**PROBLEM REQUIREMENTS:**
Go through the records and copy each line where the word "positive" occurs.

(Saved entries)
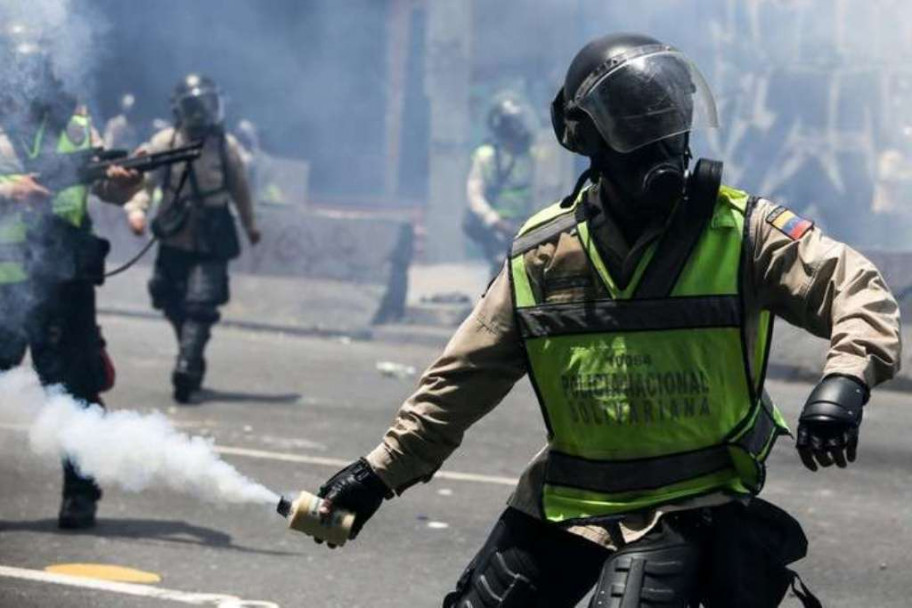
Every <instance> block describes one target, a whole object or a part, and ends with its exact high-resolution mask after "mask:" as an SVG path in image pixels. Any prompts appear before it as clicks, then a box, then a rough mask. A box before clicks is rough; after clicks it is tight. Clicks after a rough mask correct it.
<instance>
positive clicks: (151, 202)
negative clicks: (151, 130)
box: [124, 128, 174, 215]
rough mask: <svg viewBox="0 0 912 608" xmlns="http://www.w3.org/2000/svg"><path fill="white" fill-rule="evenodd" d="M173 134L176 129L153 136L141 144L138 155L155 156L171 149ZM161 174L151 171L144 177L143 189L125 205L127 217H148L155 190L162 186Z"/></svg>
mask: <svg viewBox="0 0 912 608" xmlns="http://www.w3.org/2000/svg"><path fill="white" fill-rule="evenodd" d="M173 133H174V129H171V128H168V129H164V130H162V131H159V132H158V133H156V134H155V135H153V136H152V139H150V140H149V141H147V142H146V143H144V144H141V145H140V146H139V147H138V148H137V149H136V151H137V153H139V152H145V153H146V154H154V153H156V152H164V151H165V150H167V149H168V148H169V147H170V144H171V141H172V139H173V137H174V135H173ZM160 173H161V172H160V171H151V172H149V173H146V174H145V176H143V185H142V188H140V190H139V191H138V192H137V193H136V194H134V195H133V197H132V198H131V199H130V200H129V201H127V203H126V204H125V205H124V211H125V212H126V213H127V215H133V214H137V215H146V214H147V213H148V212H149V208H150V207H151V206H152V199H153V196H154V193H155V188H157V187H158V186H159V185H160V184H159V182H160V181H161V175H160Z"/></svg>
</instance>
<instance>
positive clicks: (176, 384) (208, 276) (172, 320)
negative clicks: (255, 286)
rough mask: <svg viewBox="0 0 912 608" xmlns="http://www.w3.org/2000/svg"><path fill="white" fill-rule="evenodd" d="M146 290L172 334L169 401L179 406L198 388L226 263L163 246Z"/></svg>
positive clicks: (222, 260) (215, 313) (227, 272)
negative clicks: (171, 396)
mask: <svg viewBox="0 0 912 608" xmlns="http://www.w3.org/2000/svg"><path fill="white" fill-rule="evenodd" d="M149 290H150V292H151V293H152V298H153V304H154V305H155V306H156V307H158V308H161V309H162V310H163V311H164V313H165V316H166V317H167V318H168V320H169V321H170V322H171V325H172V327H174V331H175V334H176V335H177V340H178V355H177V360H176V362H175V366H174V373H173V374H172V376H171V380H172V383H173V384H174V397H175V399H176V400H177V401H179V402H181V403H185V402H187V401H188V400H189V398H190V394H191V393H192V392H193V391H196V390H198V389H199V388H200V387H201V386H202V383H203V377H204V376H205V373H206V359H205V349H206V344H207V343H208V342H209V338H210V337H211V335H212V331H211V329H212V326H213V325H214V324H215V323H217V322H218V320H219V318H220V315H219V312H218V307H219V306H221V305H222V304H225V303H226V302H227V301H228V296H229V294H228V264H227V262H226V261H225V260H220V259H214V258H211V257H203V256H199V255H197V254H192V253H187V252H182V251H178V250H173V249H171V250H168V249H166V248H164V247H163V248H162V251H160V255H159V260H157V261H156V275H155V276H153V278H152V281H150V283H149ZM156 298H158V302H157V303H156Z"/></svg>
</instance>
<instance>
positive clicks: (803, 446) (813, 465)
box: [797, 375, 869, 471]
mask: <svg viewBox="0 0 912 608" xmlns="http://www.w3.org/2000/svg"><path fill="white" fill-rule="evenodd" d="M868 394H869V393H868V387H867V386H865V385H864V383H862V382H861V381H859V380H856V379H855V378H851V377H849V376H837V375H833V376H827V377H826V378H824V379H823V380H821V381H820V383H819V384H818V385H817V386H816V387H814V390H813V391H812V392H811V396H810V397H808V400H807V403H805V404H804V409H803V410H802V411H801V417H800V418H799V419H798V442H797V448H798V454H799V455H800V456H801V462H803V463H804V466H806V467H807V468H809V469H810V470H812V471H816V470H817V465H818V463H819V464H820V466H822V467H828V466H831V465H832V464H833V463H834V462H835V463H836V466H838V467H839V468H845V467H846V461H848V462H855V452H856V450H857V449H858V427H859V426H860V425H861V414H862V406H863V405H864V404H865V403H867V402H868Z"/></svg>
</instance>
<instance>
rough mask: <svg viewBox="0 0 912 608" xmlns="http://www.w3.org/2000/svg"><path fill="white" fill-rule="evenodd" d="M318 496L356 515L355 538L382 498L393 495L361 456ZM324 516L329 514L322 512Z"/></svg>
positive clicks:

**RESPONSE BOX:**
positive clicks: (151, 202)
positive clicks: (176, 384) (208, 276) (172, 320)
positive clicks: (222, 260) (215, 313) (227, 272)
positive clicks: (803, 446) (813, 465)
positive clicks:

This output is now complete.